Exercise requirements - Give the listing again in full, matching it character for character.
BEGIN Information shown
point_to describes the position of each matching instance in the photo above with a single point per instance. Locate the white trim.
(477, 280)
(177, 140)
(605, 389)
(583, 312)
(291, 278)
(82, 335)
END Information shown
Reply -
point_to describes the position of each matching instance in the photo above with a single point per instance. Locate the white trim.
(477, 280)
(177, 140)
(605, 389)
(583, 312)
(291, 278)
(82, 335)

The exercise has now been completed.